» **YOUR TASK**
Pick up the forum thread on the Falklands memorial tribute and continue it from its last sentence.

# Falklands veterans honour UK dead (BBC News)



## SN NewsCaster (Mar 5, 2007)

Prince Edward pays tribute to British servicemen killed in the bombing of two troop ships during the Falklands War.

More from BBC News...


----------



## Derek Roger (Feb 19, 2005)

SN NewsCaster said:


> Prince Edward pays tribute to British servicemen killed in the bombing of two troop ships during the Falklands War.
> 
> More from BBC News...



Would have been nice to include the loss of Capt North and crew.


----------



## sparkie2182 (May 12, 2007)

overlooked........as ever.............


----------



## Steve Woodward (Sep 4, 2006)

Wonder why it wasnt Andrew


----------



## UmbornePirate (Feb 3, 2007)

*Merchant Navy are not forgotten*



Derek Roger said:


> Would have been nice to include the loss of Capt North and crew.


This report is only part of the media reporting of the current memorial events rather than a deliberate slight. The occasion being reported was the laying of a wreath at the Memorial to the Fitzroy incident in the Falklands by Prince Edward, in his capacity as Commodore in Chief of the RFA, as the uniform shows.

Records held in a dataset:
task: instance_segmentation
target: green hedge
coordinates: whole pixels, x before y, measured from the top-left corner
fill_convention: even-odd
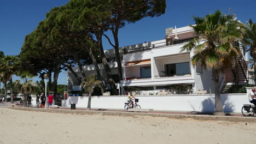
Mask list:
[[[13,98],[13,101],[20,101],[21,100],[21,98]],[[8,98],[7,99],[7,101],[10,101],[10,98]]]

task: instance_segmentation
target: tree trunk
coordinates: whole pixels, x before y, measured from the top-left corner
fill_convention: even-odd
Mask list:
[[[250,51],[250,55],[253,59],[253,67],[254,68],[254,85],[256,84],[256,47],[252,47]]]
[[[94,56],[94,55],[91,50],[91,47],[85,47],[86,48],[87,51],[89,52],[90,57],[92,61],[92,63],[94,63],[94,67],[95,67],[95,69],[97,72],[97,80],[103,81],[103,80],[102,79],[102,77],[101,76],[101,74],[100,71],[100,68],[98,68],[98,63],[97,62],[97,60],[95,58],[95,57]],[[104,93],[104,87],[103,85],[102,85],[102,83],[99,85],[98,87],[100,87],[100,88],[101,88],[101,95],[103,95],[103,93]]]
[[[57,80],[59,77],[59,74],[60,73],[60,65],[59,65],[57,69],[55,70],[54,74],[54,81],[53,81],[53,87],[54,92],[53,98],[54,100],[56,99],[56,97],[57,95],[57,87],[58,84]]]
[[[23,94],[23,95],[24,95],[24,100],[23,100],[23,106],[26,107],[27,107],[27,94]]]
[[[88,97],[88,104],[87,105],[87,109],[88,110],[91,110],[91,93],[92,92],[89,92],[89,96]]]
[[[77,58],[75,58],[75,62],[77,63],[77,65],[78,65],[78,67],[79,68],[80,71],[81,71],[83,78],[86,78],[85,74],[84,73],[84,69],[83,69],[83,67],[81,65],[81,63],[80,62],[79,60]]]
[[[101,77],[101,73],[100,72],[100,68],[98,68],[98,63],[97,63],[97,59],[95,58],[94,55],[91,50],[91,47],[86,47],[87,51],[89,52],[90,57],[92,61],[94,67],[95,67],[95,69],[97,72],[97,79],[98,80],[102,80],[102,77]]]
[[[219,71],[213,69],[212,73],[215,88],[215,115],[224,116],[219,88]]]
[[[4,94],[5,97],[4,98],[5,102],[7,102],[7,82],[4,82]]]
[[[74,75],[74,76],[75,77],[75,78],[77,78],[77,80],[78,81],[78,82],[79,83],[81,83],[82,82],[82,81],[81,81],[81,79],[79,78],[79,77],[77,75],[77,73],[75,73],[75,72],[74,71],[74,70],[73,70],[72,68],[71,67],[71,66],[68,66],[67,65],[67,68],[68,69],[68,70],[70,70],[70,71],[71,71],[71,73]]]
[[[111,70],[109,68],[109,65],[108,65],[108,62],[105,57],[105,53],[104,53],[104,50],[103,50],[103,46],[102,46],[102,35],[100,34],[96,34],[96,35],[97,35],[97,39],[98,40],[98,46],[99,47],[98,48],[100,50],[100,54],[101,55],[101,61],[102,62],[102,64],[104,66],[104,69],[105,69],[105,71],[106,73],[107,81],[110,85],[113,94],[115,95],[119,95],[119,94],[117,89],[117,87],[115,86],[115,82],[113,79],[112,73],[111,72]]]
[[[254,85],[256,85],[256,57],[253,58],[253,68],[254,68]]]
[[[13,78],[10,79],[10,89],[11,91],[11,103],[13,104]]]
[[[121,63],[121,59],[120,58],[120,53],[119,53],[119,43],[118,40],[118,27],[117,27],[115,31],[112,31],[113,35],[114,37],[114,39],[115,40],[115,58],[117,59],[117,62],[118,64],[118,77],[119,78],[119,84],[121,83],[121,81],[123,80],[123,70],[122,70],[122,63]],[[119,94],[121,94],[121,88],[119,87]]]
[[[48,87],[49,91],[51,91],[53,89],[53,86],[52,86],[52,84],[51,84],[51,72],[52,71],[51,71],[51,70],[49,71],[49,73],[48,74]],[[44,80],[44,81],[45,81]],[[45,83],[44,83],[44,85],[45,85]],[[44,90],[45,90],[45,89],[44,89]],[[46,93],[45,94],[45,97],[47,95]]]

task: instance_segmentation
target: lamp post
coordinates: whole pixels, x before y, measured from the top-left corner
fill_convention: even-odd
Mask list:
[[[47,108],[47,79],[48,79],[48,74],[45,74],[44,75],[44,82],[45,83],[45,98],[46,98],[46,101],[45,101],[45,108]]]

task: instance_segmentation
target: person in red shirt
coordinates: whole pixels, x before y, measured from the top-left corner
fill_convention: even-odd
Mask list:
[[[51,93],[50,93],[50,95],[48,97],[48,108],[51,109],[53,105],[53,96],[51,95]]]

» **ANSWER FOR THE TASK**
Captain North and the many others who lost their lives at sea are properly remembered at the Falkland Islands Memorial Chapel, details here. The Garden of Remembrance run by the South Atlantic Medal Association (1982) includes Captain North's own memorial recorded here It contains a copy of the citation for the DSC that he was awarded and a moving tribute from the Argentinian CO of the squadron that sank Atlantic Conveyor.

Steve Woodward (post above) might be interested to read Prince Andrew's article on yesterday's leader page of the Daily Telegraph which can be read here.

Today's Royal visit and ceremony at the Falkland Islands Chapel provides the media with an opportunity for some more balanced reporting. Lets hope they take it.

All the best

Pirate


----------



## K urgess (Aug 14, 2006)

Quite a piece by York.
I suspect the majority of it is personally his with just a few tweaks.
I totally agree with the "loose tongues" in today's world. Doesn't make life easy for anybody's forces in the face of danger.
I've spared several quiet thoughts in remembrance of the Falklands over the last few days.

Kris


----------



## ernhelenbarrett (Sep 7, 2006)

I sailed with Ian North on the Port Vindex when he was 2nd Mate, we were in Hobart and Beauty Point loading apples during the Wharfies Strike. I remember one Sunday he convinced the "Old Man" Capt Hazelwood we needed
boat drill and took a full lifeboat load of us from Beauty Point to Launceston and into the local pub where he convinced the local cop we were indeed "bona fide" travellers having come the required 25 miles and were therefore allowed to have a drink ( this in the good old days of the 6pm swill)
and the cop let us into the pub...and came in with us for a few bevvies!!!.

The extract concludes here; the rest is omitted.